Consigne.
Dans le texte sur l'affaire Clément de Ris, recopiez le passage qui commence par "Rarement affaire demandant" et se poursuit jusqu'à "tout le monde.", en remplaçant "confidents" par "complices".

**** Extrait du texte

Rarement affaire demandant préparation discrète, unité de vues et de direction, fut abandonnée à la coopération confuse de confidents plus nombreux, intéressés à ne pas s’entendre. Fouché, Savary, Liébert, les Préfets d’Indre-et-Loire et de Loir-et-Cher, Mme  Clément de Ris, chacun s’en mêle et chacun l’emmêle à l’envi ; chacun feint d’entrer dans les vues du voisin, agit en dehors ou à l’encontre de lui, et, finalement, est dupe de ceux qu’il travaille à duper, à cela près que Fouché dupe tout le monde.

La journée du 7 avait été employée par le Préfet et par Savary à s’entendre avec les citoyens Bacot et Bruley[12], chargés, tandis que Mme  Clément de Ris irait à Blois de son côté, d’y porter les cinquante mille francs[13]. À la réunion assistait le citoyen Perron, Commissaire du Gouvernement près le Tribunal civil de Tours. Il conseilla l’arrestation de ceux qui se présenteraient pour toucher la rançon. Les amis de Mme  Clément de Ris se récrièrent. Était-ce là ce qu’on avait promis ? Pour un résultat aléatoire, exposerait-on le prisonnier à un danger certain ? Qui viendrait prendre l’argent ? Des comparses, que les chefs sacrifieraient au besoin, et dont la prise n’équivaudrait pas à la perte du Sénateur ! Leurs raisons prévalurent. Il fut décidé qu’on n’arrêterait pas. On se limiterait à une surveillance active, pour voir qui recevait et tâcher de savoir où l’on portait les fonds. À cette fin quatre agents secrets seraient envoyés à Blois. Ces résolutions furent communiquées par le Préfet de Tours à son collègue de Loir-et-Cher. Il les présenta comme l’opinion de Savary, et, oubli involontaire ou omission voulue, ne souffla mot des quatre agents. Le Préfet de Blois, invité par le Ministre de la Police à s’inspirer des instructions venues de Tours et à tirer parti des circonstances, s’entendit aussitôt avec le commissaire de Police et le capitaine de Gendarmerie pour la surveillance de la ville.

********
**** Extraits de données

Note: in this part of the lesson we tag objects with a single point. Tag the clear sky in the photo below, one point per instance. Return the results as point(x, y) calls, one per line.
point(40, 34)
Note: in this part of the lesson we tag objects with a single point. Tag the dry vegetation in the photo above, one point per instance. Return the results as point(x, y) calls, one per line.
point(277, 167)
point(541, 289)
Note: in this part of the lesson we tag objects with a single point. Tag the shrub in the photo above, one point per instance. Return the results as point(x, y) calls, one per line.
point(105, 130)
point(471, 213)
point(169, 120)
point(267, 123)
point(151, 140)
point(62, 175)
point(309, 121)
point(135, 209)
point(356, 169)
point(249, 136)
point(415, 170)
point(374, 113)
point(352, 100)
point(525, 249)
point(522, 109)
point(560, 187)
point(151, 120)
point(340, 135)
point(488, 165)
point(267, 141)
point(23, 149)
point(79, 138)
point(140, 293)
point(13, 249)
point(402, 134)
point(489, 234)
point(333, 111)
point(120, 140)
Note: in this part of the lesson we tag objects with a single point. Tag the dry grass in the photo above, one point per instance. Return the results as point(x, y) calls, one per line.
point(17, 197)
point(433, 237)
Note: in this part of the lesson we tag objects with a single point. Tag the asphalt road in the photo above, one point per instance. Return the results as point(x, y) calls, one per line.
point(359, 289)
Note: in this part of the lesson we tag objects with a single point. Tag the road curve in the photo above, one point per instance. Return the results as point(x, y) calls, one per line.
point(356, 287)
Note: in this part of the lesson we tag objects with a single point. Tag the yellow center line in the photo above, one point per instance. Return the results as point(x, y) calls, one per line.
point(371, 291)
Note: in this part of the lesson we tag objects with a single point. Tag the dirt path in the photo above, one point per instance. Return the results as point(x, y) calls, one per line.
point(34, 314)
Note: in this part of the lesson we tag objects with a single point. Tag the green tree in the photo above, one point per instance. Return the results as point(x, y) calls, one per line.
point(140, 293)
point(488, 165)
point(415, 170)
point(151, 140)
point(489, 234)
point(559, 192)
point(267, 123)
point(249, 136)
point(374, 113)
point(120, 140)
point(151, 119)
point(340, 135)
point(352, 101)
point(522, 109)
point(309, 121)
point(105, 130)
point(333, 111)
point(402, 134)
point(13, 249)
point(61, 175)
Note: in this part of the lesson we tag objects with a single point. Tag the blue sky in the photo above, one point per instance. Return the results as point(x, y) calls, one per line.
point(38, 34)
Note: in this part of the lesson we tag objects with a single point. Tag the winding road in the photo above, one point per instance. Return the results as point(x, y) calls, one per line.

********

Réponse attendue.
Rarement affaire demandant préparation discrète, unité de vues et de direction, fut abandonnée à la coopération confuse de complices plus nombreux, intéressés à ne pas s’entendre. Fouché, Savary, Liébert, les Préfets d’Indre-et-Loire et de Loir-et-Cher, Mme  Clément de Ris, chacun s’en mêle et chacun l’emmêle à l’envi ; chacun feint d’entrer dans les vues du voisin, agit en dehors ou à l’encontre de lui, et, finalement, est dupe de ceux qu’il travaille à duper, à cela près que Fouché dupe tout le monde.